Provided text:
[NCLUG] A *nix DFS alternative?
DJ Eshelman
djsbignews at gmail.com
Thu Feb 18 10:03:51 MST 2010
while DR:BD would be great in a datacenter, for this particular need I'm
not sure it will work, as it's a single-block device- I might as well
mount a web folder and wait for the file to cache locally, which is not
a good option for this usage scenario, especially because Comcast would
hate me more than they probably already do if I was using something like
this with constant communication. I like what I'm seeing with Amazon
AWS (S3)- cheap for what it is; I use Dropbox myself which I know runs
on S3. If this gets too big I suppose I could go to that, for now
though I've already got a few terabytes of storage pretty cheap.
As for AFS- how much constant contact does it need with member servers?
As in, could the link sustain several hours of downtime? I'm
intrigued... Especially if CODA would work well. I really do like the
idea of having a unified namespace instead of a 'mirrored' namespace.

Description of the task: Update the passage of the DFS alternative post starting at "As for AFS- how" and ending at "a 'mirrored' namespace.", putting "file tree" in place of "namespace". The rows have nothing to do with this.

(Object point labels)
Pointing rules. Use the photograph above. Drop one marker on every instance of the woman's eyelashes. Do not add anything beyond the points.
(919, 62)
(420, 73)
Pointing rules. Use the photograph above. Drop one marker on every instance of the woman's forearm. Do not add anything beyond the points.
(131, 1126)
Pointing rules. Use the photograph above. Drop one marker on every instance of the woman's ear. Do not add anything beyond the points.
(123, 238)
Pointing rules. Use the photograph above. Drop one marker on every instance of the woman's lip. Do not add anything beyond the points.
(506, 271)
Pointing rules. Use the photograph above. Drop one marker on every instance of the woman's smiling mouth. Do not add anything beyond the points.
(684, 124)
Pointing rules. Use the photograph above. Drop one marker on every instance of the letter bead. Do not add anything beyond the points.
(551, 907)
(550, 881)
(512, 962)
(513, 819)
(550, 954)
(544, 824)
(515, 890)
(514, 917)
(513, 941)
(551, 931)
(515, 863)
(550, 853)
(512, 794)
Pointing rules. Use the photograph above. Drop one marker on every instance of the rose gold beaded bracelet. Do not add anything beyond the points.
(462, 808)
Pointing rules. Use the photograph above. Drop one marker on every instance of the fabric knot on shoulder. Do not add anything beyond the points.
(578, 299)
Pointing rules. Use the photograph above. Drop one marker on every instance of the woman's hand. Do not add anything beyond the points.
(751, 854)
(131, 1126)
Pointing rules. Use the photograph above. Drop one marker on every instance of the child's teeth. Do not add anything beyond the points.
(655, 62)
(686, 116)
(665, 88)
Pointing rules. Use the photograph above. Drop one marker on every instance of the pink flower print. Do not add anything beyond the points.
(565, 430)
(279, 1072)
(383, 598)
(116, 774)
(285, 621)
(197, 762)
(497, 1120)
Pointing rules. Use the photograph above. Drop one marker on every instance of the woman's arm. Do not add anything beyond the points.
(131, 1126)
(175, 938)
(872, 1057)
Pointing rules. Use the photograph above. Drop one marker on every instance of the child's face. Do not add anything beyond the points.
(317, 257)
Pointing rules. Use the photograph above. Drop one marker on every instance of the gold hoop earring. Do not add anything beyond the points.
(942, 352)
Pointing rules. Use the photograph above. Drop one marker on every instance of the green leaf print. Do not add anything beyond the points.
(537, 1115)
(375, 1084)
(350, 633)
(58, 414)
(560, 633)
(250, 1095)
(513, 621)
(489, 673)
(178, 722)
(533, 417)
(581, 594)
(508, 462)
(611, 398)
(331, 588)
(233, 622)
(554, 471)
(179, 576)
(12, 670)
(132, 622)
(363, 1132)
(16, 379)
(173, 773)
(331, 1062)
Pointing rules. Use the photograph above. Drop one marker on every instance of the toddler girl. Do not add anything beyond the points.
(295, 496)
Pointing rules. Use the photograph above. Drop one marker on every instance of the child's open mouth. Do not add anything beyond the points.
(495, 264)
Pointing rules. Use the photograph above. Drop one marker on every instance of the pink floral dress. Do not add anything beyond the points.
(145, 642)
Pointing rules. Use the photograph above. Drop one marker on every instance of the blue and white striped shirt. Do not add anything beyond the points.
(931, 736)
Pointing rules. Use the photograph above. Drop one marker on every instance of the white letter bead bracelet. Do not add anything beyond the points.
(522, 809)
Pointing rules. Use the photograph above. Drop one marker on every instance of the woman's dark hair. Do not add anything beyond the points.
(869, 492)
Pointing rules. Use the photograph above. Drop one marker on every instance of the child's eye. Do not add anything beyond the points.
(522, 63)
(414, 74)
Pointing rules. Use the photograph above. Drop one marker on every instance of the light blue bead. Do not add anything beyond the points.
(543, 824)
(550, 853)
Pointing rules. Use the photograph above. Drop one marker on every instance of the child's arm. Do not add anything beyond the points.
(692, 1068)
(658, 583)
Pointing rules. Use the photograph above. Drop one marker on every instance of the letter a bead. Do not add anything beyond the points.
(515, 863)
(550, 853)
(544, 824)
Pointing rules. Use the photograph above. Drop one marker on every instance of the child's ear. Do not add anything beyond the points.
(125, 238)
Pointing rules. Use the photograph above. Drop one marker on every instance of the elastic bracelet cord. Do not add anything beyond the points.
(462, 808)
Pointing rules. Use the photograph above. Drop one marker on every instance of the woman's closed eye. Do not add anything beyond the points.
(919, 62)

Task response:
As for AFS- how much constant contact does it need with member servers?
As in, could the link sustain several hours of downtime? I'm
intrigued... Especially if CODA would work well. I really do like the
idea of having a unified file tree instead of a 'mirrored' file tree.